-- PASSAGE SHOWN start --

Improve accuracy of rate= option

I noticed that the rate= option is not terribly precise in some cases.
 It gets worse the higher the selected rate.  For example:
$ fio -name=load -size=100g -ioengine=null -runtime=10 -rate=30m
One would expect that to read 300MB (307200KB) at close to 30MB/s
(30720KB/s).  However it writes 315024KB at 31499KB/s.  Further
experimentation shows that even higher rates can show bigger
discrepancies.  At the extreme end...
$ fio -name=load -size=100g -ioengine=null -runtime=10 -rate=500m
One would expect this to write 5000MB at a rate of 500MB/s
(512000KB/s).  However it writes close to double that (9536.8MB) at a
rate of over 953MB/s.  At a rate of 1GB/s and higher, the rate
limiting is effectively ignored.

-- PASSAGE SHOWN end --

WORK INSTRUCTIONS:
(1) Answer these questions using the post on the rate= option:
(a) With -rate=30m, how much data does the run actually transfer?
(b) With -rate=500m, what rate does the run reach?
(c) From what rate upward is the rate limiting effectively ignored?
(2) Summarize the post on the rate= option in two sentences.

-- RECORDS start --

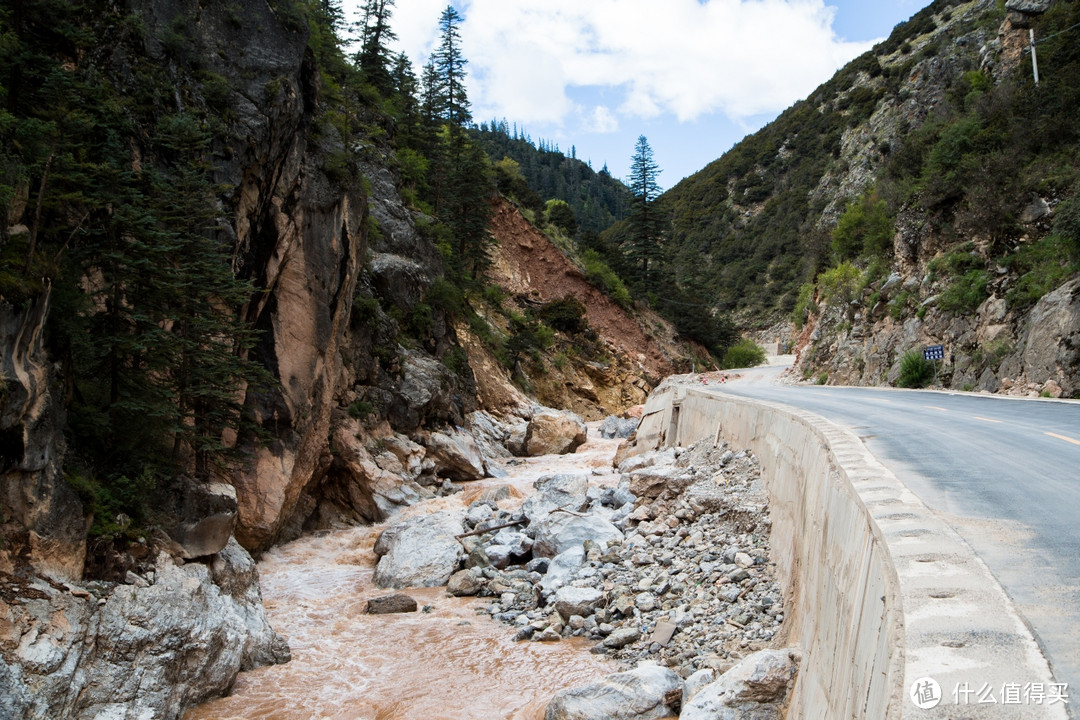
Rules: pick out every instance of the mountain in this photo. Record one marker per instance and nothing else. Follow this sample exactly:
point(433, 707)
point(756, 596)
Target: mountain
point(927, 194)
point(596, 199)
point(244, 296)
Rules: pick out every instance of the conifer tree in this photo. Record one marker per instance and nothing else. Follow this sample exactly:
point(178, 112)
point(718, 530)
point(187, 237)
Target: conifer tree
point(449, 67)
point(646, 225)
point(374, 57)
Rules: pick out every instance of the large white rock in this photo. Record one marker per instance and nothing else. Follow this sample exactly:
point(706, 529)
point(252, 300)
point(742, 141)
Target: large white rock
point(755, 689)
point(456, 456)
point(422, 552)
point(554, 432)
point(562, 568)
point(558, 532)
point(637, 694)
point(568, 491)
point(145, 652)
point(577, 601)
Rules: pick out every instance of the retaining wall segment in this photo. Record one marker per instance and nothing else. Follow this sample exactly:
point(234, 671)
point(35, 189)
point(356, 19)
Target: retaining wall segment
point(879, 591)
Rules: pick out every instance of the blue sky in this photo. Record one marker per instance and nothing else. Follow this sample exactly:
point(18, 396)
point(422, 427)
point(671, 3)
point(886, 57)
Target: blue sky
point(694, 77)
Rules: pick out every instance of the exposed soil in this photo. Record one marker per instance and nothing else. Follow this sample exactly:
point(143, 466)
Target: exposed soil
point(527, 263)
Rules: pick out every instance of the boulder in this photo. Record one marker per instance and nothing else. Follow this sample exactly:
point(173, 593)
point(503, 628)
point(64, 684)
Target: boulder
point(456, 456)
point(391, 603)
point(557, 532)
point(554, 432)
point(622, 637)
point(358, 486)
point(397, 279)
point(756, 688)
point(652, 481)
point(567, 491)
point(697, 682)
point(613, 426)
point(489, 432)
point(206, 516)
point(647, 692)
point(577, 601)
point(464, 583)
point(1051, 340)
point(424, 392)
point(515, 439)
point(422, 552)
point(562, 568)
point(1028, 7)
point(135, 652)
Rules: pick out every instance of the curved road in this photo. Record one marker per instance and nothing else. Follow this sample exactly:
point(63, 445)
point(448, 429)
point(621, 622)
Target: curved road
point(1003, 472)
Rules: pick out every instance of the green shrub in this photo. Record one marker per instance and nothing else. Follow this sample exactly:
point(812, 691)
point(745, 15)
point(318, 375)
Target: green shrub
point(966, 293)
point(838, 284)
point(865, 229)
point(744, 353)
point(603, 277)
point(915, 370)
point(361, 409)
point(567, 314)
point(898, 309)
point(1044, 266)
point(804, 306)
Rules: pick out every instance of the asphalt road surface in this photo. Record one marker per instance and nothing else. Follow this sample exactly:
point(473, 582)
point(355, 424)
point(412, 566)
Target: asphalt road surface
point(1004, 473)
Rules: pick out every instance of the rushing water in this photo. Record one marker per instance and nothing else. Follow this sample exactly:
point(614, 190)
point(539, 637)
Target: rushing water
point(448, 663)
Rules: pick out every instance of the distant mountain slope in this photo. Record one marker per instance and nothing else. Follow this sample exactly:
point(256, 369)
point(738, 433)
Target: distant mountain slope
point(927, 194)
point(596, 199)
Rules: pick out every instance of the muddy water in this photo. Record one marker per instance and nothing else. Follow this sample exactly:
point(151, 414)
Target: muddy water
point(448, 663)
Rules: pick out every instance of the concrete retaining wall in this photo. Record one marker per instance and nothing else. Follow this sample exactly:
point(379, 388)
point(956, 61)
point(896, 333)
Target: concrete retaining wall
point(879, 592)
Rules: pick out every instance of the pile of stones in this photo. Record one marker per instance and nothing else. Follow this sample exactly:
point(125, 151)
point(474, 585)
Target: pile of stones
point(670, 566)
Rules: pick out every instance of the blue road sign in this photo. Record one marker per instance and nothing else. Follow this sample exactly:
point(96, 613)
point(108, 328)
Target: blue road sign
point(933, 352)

-- RECORDS end --

ANSWERS BELOW:
(1)
(a) 315024KB
(b) Over 953MB/s
(c) 1GB/s

(2) The rate= option in fio is not very precise in some cases, and the error grows as the selected rate goes up. A rate of 30m gives 31499KB/s instead of 30720KB/s, a rate of 500m gives over 953MB/s instead of 500MB/s, and at 1GB/s and higher the limit is effectively ignored.